=== Input data ===
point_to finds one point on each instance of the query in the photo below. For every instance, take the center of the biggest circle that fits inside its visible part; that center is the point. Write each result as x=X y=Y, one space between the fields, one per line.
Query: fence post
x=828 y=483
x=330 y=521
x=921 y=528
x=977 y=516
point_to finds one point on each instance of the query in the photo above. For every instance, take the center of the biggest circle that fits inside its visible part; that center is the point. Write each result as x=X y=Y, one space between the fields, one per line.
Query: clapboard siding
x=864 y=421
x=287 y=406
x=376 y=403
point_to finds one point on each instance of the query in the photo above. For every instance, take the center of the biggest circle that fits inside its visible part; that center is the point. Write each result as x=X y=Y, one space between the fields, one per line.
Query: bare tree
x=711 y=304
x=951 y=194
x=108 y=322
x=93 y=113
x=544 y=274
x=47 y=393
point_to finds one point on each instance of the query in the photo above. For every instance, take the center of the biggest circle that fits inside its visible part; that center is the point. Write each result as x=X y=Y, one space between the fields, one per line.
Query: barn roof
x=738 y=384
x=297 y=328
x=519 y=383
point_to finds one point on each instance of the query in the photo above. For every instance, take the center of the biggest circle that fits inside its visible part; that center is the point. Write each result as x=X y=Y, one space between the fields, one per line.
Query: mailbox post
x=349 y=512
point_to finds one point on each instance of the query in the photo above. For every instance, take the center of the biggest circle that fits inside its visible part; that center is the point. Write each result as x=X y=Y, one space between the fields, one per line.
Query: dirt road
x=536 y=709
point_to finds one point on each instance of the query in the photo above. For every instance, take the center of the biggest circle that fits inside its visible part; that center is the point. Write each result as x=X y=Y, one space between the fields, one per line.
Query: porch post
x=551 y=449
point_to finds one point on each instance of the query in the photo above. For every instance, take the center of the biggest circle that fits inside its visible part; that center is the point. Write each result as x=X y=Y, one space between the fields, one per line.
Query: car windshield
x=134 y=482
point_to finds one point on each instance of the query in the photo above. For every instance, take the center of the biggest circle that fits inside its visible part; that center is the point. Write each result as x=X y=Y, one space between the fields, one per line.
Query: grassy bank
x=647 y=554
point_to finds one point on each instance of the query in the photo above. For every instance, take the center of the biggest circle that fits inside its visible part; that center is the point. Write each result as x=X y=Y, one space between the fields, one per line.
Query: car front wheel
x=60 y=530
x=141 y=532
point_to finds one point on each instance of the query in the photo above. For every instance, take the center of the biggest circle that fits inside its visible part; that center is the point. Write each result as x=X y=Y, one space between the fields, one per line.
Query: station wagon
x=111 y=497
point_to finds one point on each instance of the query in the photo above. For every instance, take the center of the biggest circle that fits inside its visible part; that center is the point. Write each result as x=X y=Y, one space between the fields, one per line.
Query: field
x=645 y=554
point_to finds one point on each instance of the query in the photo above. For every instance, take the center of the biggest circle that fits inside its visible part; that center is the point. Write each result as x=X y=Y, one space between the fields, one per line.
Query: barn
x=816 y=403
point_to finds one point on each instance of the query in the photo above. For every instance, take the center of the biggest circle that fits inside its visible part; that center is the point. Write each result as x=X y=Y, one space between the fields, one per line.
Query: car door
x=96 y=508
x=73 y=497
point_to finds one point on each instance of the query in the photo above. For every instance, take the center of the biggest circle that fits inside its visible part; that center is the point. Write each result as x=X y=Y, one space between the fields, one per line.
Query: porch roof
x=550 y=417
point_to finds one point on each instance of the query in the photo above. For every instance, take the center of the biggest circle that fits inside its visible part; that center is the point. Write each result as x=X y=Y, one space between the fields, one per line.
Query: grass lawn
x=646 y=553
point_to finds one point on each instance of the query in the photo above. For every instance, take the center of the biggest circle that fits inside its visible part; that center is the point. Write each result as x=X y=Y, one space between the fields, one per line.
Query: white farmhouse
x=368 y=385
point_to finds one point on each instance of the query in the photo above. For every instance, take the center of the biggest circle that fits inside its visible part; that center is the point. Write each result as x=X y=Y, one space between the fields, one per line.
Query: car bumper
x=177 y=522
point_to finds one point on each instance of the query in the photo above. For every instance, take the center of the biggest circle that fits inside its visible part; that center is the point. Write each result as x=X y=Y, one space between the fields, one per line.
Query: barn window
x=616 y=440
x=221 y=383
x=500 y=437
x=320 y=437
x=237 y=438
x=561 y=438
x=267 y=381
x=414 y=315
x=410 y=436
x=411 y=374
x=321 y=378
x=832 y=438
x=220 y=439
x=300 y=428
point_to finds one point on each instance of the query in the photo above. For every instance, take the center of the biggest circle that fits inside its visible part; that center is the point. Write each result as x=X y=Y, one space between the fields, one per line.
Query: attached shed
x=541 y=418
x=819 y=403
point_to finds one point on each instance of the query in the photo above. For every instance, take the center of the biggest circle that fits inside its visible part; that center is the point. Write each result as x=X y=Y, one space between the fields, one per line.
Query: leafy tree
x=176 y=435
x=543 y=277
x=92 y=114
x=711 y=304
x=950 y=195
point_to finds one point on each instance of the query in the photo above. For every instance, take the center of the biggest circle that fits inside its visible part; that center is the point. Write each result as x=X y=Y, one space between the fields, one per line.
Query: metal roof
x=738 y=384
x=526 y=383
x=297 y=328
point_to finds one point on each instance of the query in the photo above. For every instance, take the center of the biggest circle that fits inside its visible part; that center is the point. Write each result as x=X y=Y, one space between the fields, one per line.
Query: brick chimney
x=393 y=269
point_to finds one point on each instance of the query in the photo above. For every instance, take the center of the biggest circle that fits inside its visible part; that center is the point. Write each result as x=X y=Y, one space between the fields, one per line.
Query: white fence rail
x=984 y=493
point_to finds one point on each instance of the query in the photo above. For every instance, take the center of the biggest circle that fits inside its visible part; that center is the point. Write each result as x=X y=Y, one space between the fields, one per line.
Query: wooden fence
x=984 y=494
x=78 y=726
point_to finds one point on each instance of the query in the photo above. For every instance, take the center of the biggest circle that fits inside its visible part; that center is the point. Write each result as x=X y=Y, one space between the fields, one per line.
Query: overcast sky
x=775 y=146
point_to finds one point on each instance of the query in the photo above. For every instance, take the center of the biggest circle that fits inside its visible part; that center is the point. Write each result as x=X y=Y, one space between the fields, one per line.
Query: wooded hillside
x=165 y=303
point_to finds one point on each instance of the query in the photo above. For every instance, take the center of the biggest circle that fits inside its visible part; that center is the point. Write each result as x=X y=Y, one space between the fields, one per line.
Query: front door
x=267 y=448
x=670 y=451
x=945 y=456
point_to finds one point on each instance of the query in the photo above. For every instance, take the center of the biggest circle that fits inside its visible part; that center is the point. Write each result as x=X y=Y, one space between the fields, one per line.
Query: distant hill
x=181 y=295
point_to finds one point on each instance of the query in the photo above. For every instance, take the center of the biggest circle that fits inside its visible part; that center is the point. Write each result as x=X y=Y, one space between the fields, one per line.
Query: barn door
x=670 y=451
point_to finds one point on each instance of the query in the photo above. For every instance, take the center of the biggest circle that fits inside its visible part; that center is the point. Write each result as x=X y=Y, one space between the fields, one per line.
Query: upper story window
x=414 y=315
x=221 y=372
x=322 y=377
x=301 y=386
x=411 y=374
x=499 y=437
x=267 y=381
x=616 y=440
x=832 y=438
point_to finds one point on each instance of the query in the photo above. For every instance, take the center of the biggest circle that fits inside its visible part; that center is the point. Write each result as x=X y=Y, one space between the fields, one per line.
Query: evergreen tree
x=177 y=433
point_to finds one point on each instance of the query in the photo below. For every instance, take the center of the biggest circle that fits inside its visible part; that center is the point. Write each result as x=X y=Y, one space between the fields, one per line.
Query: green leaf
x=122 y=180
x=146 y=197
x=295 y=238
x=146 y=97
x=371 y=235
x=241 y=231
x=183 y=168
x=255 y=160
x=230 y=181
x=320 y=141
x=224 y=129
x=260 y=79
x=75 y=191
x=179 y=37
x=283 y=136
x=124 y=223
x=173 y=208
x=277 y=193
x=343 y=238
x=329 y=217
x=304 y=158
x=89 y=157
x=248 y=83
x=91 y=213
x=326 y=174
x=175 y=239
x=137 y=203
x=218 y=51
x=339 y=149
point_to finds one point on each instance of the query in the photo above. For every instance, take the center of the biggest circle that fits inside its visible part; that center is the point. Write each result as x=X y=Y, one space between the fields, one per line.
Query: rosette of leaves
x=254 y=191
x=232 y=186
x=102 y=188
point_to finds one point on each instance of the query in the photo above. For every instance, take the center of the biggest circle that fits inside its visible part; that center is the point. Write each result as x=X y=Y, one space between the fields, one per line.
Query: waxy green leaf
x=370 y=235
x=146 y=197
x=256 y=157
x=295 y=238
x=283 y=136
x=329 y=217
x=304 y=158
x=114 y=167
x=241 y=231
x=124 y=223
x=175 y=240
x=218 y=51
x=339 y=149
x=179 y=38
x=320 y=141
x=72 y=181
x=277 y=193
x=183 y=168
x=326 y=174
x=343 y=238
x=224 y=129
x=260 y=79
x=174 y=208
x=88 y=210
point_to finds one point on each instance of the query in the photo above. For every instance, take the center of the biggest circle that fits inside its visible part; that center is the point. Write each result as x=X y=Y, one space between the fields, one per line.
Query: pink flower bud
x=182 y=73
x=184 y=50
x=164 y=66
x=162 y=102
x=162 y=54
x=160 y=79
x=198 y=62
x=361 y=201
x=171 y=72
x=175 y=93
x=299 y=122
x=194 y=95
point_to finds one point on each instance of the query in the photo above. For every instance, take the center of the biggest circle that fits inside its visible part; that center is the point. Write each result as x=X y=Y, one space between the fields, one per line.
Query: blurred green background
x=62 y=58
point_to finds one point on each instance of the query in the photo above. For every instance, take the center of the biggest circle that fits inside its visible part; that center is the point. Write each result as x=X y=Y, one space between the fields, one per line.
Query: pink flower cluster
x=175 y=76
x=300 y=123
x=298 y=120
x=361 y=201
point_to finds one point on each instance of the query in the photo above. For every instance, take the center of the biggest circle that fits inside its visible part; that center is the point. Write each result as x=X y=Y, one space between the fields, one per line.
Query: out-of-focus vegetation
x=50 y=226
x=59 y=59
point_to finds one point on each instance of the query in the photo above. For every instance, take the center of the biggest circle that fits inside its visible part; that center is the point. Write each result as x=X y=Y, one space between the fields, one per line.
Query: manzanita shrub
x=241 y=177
===
> _Task objective_: Please return every line from the one that contains "Query: pink flower cluster" through the end of the entries, exactly, leaving out all others.

> _Expected answer_:
Query: pink flower cluster
x=175 y=76
x=300 y=123
x=298 y=120
x=361 y=201
point_to finds one point on each instance of the query in the photo above. For every instance, take the center of the biggest circle that fits inside its visible part; that center is the point. Write each result as x=X y=Y, one space between the fields, one per line.
Query: out-of-focus vegetation
x=50 y=226
x=59 y=59
point_to finds one point on each instance of the query in the photo above. For every instance, take the center of the biggest circle that fits inside its visible part; that center is the point. Write each result as x=X y=Y, one space between the fields, one per line.
Query: manzanita shrub
x=241 y=177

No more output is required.